(Stored data entries)

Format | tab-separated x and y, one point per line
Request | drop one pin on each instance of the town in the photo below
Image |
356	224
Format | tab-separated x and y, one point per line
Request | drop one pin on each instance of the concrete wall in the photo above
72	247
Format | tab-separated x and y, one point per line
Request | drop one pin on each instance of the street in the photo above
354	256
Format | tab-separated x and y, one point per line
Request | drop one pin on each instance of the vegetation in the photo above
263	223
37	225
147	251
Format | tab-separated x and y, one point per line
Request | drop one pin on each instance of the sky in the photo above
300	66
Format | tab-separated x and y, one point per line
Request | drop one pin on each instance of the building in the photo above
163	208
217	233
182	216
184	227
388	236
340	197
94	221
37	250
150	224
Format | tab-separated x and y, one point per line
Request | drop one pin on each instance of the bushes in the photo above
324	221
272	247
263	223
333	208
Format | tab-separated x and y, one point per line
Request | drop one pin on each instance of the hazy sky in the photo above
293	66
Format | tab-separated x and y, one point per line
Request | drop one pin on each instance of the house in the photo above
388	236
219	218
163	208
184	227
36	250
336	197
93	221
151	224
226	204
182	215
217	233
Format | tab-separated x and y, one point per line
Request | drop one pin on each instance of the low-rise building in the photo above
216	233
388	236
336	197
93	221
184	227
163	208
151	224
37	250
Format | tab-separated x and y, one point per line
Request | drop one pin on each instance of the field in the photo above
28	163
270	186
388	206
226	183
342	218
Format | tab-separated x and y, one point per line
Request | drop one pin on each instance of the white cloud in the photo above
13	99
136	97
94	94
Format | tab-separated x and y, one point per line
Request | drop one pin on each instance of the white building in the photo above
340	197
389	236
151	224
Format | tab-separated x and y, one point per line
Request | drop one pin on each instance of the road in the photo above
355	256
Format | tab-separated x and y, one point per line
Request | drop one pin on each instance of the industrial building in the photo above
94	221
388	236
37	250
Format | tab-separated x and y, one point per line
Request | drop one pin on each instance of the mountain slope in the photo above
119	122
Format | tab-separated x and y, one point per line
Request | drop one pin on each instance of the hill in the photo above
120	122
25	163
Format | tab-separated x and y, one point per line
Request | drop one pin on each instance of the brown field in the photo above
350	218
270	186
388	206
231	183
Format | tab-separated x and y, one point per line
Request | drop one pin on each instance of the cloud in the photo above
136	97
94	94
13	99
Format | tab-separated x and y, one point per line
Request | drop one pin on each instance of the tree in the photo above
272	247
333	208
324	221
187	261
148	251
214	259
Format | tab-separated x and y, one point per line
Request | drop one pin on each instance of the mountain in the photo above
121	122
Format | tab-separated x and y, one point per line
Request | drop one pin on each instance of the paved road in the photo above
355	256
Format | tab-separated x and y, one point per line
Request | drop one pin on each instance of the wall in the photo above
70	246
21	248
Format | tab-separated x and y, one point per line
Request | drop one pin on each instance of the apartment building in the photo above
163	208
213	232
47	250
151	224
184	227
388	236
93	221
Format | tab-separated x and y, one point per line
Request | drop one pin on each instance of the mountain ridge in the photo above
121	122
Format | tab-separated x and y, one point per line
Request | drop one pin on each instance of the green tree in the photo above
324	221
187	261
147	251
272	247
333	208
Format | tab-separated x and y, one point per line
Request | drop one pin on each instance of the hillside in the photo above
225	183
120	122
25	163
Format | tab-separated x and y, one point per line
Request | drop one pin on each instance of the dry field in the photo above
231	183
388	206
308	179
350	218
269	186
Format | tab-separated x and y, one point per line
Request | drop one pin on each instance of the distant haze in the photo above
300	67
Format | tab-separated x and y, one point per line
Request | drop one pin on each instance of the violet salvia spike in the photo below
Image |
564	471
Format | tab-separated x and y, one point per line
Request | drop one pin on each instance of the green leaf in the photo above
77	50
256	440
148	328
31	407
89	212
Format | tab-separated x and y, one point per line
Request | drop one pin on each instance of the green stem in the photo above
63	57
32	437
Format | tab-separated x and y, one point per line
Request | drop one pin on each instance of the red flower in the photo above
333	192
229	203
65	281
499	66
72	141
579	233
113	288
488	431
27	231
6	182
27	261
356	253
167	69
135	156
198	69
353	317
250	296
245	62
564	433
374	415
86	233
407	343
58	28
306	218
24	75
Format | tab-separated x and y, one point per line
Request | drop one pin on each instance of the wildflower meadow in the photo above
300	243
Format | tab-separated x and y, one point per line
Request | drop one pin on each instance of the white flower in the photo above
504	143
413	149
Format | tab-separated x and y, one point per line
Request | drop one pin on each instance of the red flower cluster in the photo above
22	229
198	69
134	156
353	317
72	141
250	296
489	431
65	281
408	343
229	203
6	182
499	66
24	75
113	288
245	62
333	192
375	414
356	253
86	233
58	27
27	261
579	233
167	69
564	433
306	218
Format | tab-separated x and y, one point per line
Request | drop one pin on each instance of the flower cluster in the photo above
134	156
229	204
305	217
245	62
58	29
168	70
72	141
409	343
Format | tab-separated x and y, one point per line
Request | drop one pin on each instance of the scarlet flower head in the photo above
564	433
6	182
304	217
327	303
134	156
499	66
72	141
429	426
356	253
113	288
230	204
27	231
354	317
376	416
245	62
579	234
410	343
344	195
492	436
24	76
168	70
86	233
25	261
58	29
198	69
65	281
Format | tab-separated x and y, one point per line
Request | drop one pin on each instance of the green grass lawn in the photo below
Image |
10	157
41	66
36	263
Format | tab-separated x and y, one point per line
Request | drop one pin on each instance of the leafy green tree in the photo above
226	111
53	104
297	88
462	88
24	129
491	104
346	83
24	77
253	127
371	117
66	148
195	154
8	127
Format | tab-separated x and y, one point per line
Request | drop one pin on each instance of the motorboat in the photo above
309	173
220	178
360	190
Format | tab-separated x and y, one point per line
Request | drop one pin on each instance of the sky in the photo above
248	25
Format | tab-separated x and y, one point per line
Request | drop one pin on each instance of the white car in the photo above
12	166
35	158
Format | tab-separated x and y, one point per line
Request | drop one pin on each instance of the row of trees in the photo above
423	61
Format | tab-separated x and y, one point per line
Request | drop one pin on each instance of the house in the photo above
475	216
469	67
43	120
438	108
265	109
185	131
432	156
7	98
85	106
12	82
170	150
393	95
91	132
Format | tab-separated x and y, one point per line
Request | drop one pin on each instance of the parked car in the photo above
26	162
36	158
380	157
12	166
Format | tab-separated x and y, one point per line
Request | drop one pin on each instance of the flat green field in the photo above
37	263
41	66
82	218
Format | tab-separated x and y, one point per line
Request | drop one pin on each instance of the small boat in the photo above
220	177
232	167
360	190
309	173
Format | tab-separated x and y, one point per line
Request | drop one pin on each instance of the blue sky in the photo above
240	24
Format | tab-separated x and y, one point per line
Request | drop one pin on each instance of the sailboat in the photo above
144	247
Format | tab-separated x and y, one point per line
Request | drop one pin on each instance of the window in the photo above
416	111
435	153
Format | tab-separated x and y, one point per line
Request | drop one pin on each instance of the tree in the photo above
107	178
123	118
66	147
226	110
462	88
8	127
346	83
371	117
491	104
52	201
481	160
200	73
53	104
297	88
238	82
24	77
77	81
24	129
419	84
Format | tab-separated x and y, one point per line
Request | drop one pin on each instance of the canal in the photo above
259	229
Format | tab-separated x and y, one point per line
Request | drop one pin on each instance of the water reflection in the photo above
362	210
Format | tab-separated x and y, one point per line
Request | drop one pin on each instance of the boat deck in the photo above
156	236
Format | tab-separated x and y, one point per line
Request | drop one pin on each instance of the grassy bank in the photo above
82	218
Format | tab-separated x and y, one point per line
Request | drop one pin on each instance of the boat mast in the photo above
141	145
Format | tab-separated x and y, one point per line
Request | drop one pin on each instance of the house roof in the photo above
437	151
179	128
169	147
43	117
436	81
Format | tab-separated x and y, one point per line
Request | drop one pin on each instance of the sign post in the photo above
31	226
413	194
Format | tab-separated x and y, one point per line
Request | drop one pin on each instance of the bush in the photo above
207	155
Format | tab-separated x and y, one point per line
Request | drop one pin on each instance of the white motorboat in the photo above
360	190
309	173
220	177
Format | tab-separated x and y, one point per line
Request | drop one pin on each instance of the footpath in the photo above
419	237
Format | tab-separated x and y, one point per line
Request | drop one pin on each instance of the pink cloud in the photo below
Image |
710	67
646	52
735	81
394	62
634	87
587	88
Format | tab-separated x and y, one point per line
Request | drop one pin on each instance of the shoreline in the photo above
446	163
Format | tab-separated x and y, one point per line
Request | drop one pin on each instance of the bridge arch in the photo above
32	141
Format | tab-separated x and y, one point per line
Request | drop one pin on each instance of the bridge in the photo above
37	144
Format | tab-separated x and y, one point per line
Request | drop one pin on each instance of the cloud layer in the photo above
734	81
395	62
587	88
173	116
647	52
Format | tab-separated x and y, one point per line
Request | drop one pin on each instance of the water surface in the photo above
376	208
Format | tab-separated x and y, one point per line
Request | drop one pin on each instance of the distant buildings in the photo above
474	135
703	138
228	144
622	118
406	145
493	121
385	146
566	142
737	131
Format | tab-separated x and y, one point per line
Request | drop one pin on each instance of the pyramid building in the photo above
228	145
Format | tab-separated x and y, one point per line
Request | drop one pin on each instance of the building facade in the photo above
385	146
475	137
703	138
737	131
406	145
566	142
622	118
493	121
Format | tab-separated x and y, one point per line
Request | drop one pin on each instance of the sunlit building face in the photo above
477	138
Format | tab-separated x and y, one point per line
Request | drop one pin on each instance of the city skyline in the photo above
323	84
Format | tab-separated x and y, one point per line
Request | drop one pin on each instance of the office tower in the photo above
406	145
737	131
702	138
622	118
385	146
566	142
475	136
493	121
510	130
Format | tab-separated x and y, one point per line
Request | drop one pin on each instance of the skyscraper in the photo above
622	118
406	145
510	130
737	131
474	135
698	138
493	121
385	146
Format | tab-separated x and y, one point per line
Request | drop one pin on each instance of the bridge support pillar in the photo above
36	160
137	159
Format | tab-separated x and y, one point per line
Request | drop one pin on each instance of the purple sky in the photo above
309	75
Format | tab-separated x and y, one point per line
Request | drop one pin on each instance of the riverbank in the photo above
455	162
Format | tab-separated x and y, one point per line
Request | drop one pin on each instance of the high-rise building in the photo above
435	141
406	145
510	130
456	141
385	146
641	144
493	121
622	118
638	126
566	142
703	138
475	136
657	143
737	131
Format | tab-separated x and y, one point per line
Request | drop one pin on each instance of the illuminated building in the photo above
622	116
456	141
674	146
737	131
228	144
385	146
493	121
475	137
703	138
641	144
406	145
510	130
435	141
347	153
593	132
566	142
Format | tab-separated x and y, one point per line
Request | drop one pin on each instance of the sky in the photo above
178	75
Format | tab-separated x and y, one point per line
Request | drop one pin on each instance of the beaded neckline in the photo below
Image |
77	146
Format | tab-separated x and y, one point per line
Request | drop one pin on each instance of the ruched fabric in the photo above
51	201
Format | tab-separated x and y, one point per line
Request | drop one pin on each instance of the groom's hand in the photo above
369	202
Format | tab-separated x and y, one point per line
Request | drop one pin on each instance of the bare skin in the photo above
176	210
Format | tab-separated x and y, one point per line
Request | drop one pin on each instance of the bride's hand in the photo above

Work instructions >> Read the entries above and find each line holding the word "below". Copy it out.

Answer area >>
Request | drop one pin on each instance of the town in the photo below
Request | drop one pin on each instance of the violet salvia spike in the photo below
Request | drop one pin on each instance of the green grass lawn in the photo below
Request | drop one pin on each instance of the pink cloud in the photo below
Request | drop one pin on each instance of the beaded neckline in the photo below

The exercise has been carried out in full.